--- Tasks ---
1) In the canola article, what yield per acre did Rick Lindsay's Nexera crop produce?
2) Please pick up the canola article after its last sentence and carry it forward.

--- Document text ---
↓
The new type of canola produces naturally stable oil that doesn’t require hydrogenation, a process used by snack food manufacturers to extend the shelf life of regular vegetable oils. Hydrogenation has the undesirable side effect of creating trans fats.
A trans fat ban would boost demand for high oleic oils and increase seeded acreage of the specialty canola, which is already growing at a break-neck pace.
The only cloud is the experience growers had with Dow’s version of the crop in 2004.
Rick Lindsay is one of a number of producers who reported problems with Nexera canola this year.
He planted four types of canola within a three-day span this spring on his farm near Arborfield, Sask. His Roundup Ready, Liberty Link and Millenium all went No. 1 and delivered respectable yields in the 35-37 bushels per acre range despite a late-season frost.
“Our Nexera is just all over the place. We’ve got some that could make No. 2 and some that will probably be sample,” said Lindsay.
Samples contained as much as 18 percent green seed, the crop yielded only 22 bu. per acre and there were high levels of dockage.
“Those are the frustrating things with growing Nexera,” said Lindsay.
He credits Dow with accepting responsibility for the problem and taking steps to compensate growers, but the experience has left a sour taste in his mouth.
“It’s going to take me a little while before I get too excited about growing any more of these high oleic canolas.”
Zacharias said Dow recognizes something went wrong with the 2004 Nexera crop.
“We do have a higher proportion of No. 2 and No. 3 grade than what the generic crop would be.”
↑
--- Provided records ---
↓
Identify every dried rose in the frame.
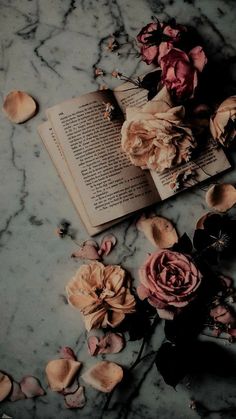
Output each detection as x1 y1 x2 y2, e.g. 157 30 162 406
210 96 236 147
66 262 135 331
137 21 187 64
160 46 207 100
137 250 202 320
193 213 236 263
121 88 196 173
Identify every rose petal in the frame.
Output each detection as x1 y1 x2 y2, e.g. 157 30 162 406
98 333 125 354
59 346 77 361
10 381 26 402
3 90 36 124
0 371 12 402
64 386 86 409
188 46 207 73
206 183 236 212
98 234 117 256
20 375 45 399
82 361 123 393
87 336 99 356
136 216 178 249
45 359 81 391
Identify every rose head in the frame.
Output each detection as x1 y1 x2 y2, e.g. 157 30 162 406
160 45 207 100
137 21 187 64
66 262 135 331
137 250 202 320
121 89 196 173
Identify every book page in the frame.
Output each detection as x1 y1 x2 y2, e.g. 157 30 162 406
38 121 124 236
47 91 160 226
114 82 148 116
151 138 231 200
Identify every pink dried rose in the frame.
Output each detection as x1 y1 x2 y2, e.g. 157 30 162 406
160 46 207 100
137 250 202 320
137 21 187 64
66 262 135 331
121 88 197 173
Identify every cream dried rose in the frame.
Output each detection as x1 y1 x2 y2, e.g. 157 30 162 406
121 88 197 173
66 262 135 331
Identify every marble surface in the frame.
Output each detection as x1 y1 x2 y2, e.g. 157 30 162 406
0 0 236 419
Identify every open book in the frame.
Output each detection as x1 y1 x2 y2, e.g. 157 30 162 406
38 79 230 235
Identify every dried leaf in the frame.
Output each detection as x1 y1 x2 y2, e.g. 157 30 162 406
82 361 123 393
0 371 12 402
45 359 81 391
10 381 25 402
98 234 117 256
59 346 77 361
206 183 236 212
136 216 178 249
3 90 36 124
20 375 45 399
64 386 86 409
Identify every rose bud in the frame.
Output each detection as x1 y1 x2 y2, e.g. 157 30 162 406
210 96 236 147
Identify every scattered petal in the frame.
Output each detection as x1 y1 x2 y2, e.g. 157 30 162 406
59 346 77 361
45 359 81 391
3 90 36 124
82 361 123 393
10 381 25 402
0 371 12 402
20 375 45 399
62 378 79 396
71 240 100 260
97 333 125 354
87 336 99 356
206 183 236 212
136 216 178 249
64 386 86 409
98 234 117 256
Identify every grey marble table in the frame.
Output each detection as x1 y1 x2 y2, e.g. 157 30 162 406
0 0 236 419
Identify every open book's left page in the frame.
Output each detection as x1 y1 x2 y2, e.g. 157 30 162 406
47 91 160 226
38 121 122 236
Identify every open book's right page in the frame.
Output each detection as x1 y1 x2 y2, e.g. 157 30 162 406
114 82 231 200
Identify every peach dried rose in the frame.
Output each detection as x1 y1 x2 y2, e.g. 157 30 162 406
121 88 196 173
3 90 37 124
66 261 135 331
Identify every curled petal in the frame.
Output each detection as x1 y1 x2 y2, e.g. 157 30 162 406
98 333 125 354
87 336 99 356
3 90 36 124
137 216 178 249
0 371 12 402
206 183 236 212
10 381 25 402
60 346 77 361
45 359 81 391
64 386 86 409
20 375 45 399
82 361 123 393
98 234 117 256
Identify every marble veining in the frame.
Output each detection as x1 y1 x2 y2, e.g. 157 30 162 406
0 0 236 419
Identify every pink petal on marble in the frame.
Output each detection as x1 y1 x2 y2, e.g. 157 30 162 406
59 346 77 361
87 336 99 356
0 371 12 402
98 333 125 354
64 386 86 409
20 375 46 399
60 378 79 396
98 234 117 256
71 240 100 260
10 381 26 402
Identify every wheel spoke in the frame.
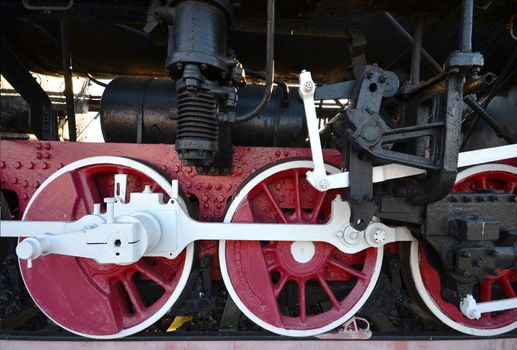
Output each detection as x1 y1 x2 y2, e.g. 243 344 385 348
499 275 517 298
120 276 145 314
328 258 366 280
297 280 307 323
135 260 172 292
309 192 327 224
70 171 103 217
293 169 302 219
262 182 287 224
318 274 340 310
273 274 289 298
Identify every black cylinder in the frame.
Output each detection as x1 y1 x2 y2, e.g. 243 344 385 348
166 1 228 74
100 77 336 147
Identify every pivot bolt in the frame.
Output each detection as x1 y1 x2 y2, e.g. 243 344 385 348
303 81 314 92
370 228 386 244
338 226 361 245
318 179 330 190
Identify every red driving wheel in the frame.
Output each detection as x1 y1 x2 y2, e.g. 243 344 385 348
219 161 382 336
410 164 517 335
20 157 193 338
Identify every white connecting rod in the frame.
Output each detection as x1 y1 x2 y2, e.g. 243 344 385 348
0 187 413 264
460 294 517 320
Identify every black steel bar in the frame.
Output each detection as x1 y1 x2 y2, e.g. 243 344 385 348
235 0 275 123
61 21 77 142
460 0 474 52
410 17 424 85
382 12 443 73
244 68 289 105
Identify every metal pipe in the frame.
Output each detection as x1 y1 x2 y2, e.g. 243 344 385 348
382 12 443 73
460 0 474 52
234 0 275 123
61 21 77 142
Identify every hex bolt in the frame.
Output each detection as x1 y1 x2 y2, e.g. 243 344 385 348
318 179 330 190
303 81 314 92
370 228 386 244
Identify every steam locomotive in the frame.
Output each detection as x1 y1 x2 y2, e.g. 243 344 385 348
0 0 517 339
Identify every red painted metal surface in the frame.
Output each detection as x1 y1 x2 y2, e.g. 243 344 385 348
226 169 377 330
20 164 189 336
419 171 517 329
0 141 341 279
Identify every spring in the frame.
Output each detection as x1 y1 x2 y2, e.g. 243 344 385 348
176 90 218 161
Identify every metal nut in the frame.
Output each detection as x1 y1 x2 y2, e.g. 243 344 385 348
370 228 386 244
318 179 330 190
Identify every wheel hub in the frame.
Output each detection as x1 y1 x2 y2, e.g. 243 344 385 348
219 161 382 336
291 241 316 264
20 157 193 338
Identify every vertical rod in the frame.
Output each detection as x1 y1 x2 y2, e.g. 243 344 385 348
61 21 77 142
410 17 424 85
460 0 474 52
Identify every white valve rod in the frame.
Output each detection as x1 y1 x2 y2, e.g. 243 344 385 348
460 294 517 320
298 71 517 191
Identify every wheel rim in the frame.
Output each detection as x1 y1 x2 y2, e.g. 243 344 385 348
↑
--- Solved tasks ---
1) 22 bushels per acre.

2)
The company’s best explanation for what happened is that cool conditions led to the lowest growing degree days on record in Manitoba, most of Saskatchewan and central Alberta. That didn’t mesh well with Nexera, which is longer maturing than other canola varieties.
To rectify that, Dow and its contracting partners have adjusted the grading schedule for the high oleic canola by significantly reducing discounts associated with not making the top grade.
The company is offering similar incentives in its 2005 grower contracts even though the weather conditions in 2004 were “extremely rare” and Nexera has performed well under more typical growing conditions.
A spokesperson for Cargill said there were no similar agronomic problems with its line of high oleic canolas.
“We didn’t have any issues that weren’t experienced by the regular industry,” said specialty canola oils production manager Gary Galbraith. He admitted the InterMountain Canola varieties grown in 2004 had a “yield drag” in registration trials when compared to check varieties.
Cargill and Dow are offering new varieties in 2005 that are intended to address that issue, with some of them delivering yields as high as 125 percent of check varieties in registration trials.
Galbraith said there still seems to be overwhelming producer interest in high oleic canola based on the fact that the company has already sold out its 2005 contracting program.
According to industry estimates, growers seeded 800,000 acres of high oleic canola in 2004, which represents about seven percent of the total canola crop.
Galbraith expects a 200-300 percent increase in Cargill’s high oleic acreage in 2005. Zacharias said Dow’s acreage, which was higher than Cargill’s in 2004, is expected to grow 200 percent.
Both companies anticipate demand for the product will continue growing as new labelling laws take effect.
Canadian food manufacturers are required to list trans fat contents on processed and packaged foods by Jan. 1, 2005. U.S. manufacturers will follow suit on Jan. 1, 2006.